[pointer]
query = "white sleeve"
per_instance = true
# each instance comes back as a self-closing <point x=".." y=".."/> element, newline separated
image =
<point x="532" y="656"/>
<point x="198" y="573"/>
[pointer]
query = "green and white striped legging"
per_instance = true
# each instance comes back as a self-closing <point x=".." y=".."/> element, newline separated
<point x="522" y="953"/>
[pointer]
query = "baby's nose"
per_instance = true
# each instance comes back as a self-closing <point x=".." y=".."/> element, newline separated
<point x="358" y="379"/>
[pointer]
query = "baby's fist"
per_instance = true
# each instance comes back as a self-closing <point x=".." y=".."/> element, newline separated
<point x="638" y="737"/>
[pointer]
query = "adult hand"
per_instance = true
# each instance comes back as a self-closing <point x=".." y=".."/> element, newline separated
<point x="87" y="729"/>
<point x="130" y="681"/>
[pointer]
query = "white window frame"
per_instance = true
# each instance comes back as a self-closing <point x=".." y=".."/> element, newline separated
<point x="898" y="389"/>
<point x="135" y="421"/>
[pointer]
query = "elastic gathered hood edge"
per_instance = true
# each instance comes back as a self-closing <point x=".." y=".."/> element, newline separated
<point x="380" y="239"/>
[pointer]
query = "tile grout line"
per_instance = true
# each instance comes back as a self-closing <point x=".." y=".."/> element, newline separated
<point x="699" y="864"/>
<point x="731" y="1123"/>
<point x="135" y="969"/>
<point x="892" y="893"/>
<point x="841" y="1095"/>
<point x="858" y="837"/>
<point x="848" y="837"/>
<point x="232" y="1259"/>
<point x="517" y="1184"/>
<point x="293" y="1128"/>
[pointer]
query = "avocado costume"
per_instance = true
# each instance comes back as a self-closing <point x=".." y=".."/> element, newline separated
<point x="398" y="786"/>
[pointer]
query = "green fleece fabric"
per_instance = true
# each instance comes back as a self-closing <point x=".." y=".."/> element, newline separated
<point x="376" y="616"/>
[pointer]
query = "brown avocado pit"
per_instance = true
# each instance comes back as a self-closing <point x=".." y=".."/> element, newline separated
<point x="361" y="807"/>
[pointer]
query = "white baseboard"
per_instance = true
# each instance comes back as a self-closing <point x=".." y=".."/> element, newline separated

WHAT THE EXERCISE ASKS:
This exercise requires that all of the entries be repeated exactly.

EXPECTED ANSWER:
[pointer]
query = "white sleeve"
per_instance = true
# each instance comes back as a self-closing <point x=".." y=".."/> element, newline separated
image =
<point x="532" y="656"/>
<point x="198" y="573"/>
[pointer]
query = "green and white striped legging"
per_instance = true
# each instance comes back as a self-closing <point x=".." y=".."/> element, newline separated
<point x="522" y="953"/>
[pointer]
query = "baby's nose"
per_instance = true
# each instance comes back as a self-closing <point x=".." y=".."/> element, newline separated
<point x="358" y="379"/>
[pointer]
query = "baby's fist"
per_instance = true
# each instance comes back as a self-closing <point x=".." y=".."/> element, newline separated
<point x="638" y="737"/>
[pointer]
query = "adult hand"
per_instance = true
# each instance comes back as a self-closing <point x=".." y=".."/> element, newline separated
<point x="87" y="729"/>
<point x="130" y="681"/>
[pointer]
query = "white window frame"
per_instance = true
# each instance comes back as a self-closing <point x=".." y=".."/> element, newline separated
<point x="898" y="389"/>
<point x="135" y="421"/>
[pointer]
query = "elastic gathered hood edge"
per_instance = true
# each instance comes back as a self-closing <point x=".." y=".."/> element, newline separated
<point x="380" y="239"/>
[pointer]
query = "tile grout line"
per_instance = true
# each instance comes back as a self-closing <point x=".." y=".."/> element, newline separated
<point x="699" y="864"/>
<point x="731" y="1123"/>
<point x="135" y="969"/>
<point x="892" y="893"/>
<point x="841" y="1095"/>
<point x="858" y="837"/>
<point x="848" y="837"/>
<point x="232" y="1259"/>
<point x="517" y="1184"/>
<point x="293" y="1128"/>
[pointer]
query = "avocado costume"
per_instance = true
# each instance comes back as a self-closing <point x=".." y=".."/> element, newline separated
<point x="398" y="786"/>
[pointer]
query = "green fleece fabric"
per_instance = true
# each instance comes back as a self-closing <point x=".." y=".."/> element, newline separated
<point x="376" y="616"/>
[pointer]
query = "brown avocado pit"
per_instance = true
# each instance comes back as a self-closing <point x=".." y=".."/> element, newline separated
<point x="361" y="807"/>
[pointer]
query = "white baseboard"
per_instance = true
# each instance comes back as a self-closing <point x=".." y=".."/> element, newline separated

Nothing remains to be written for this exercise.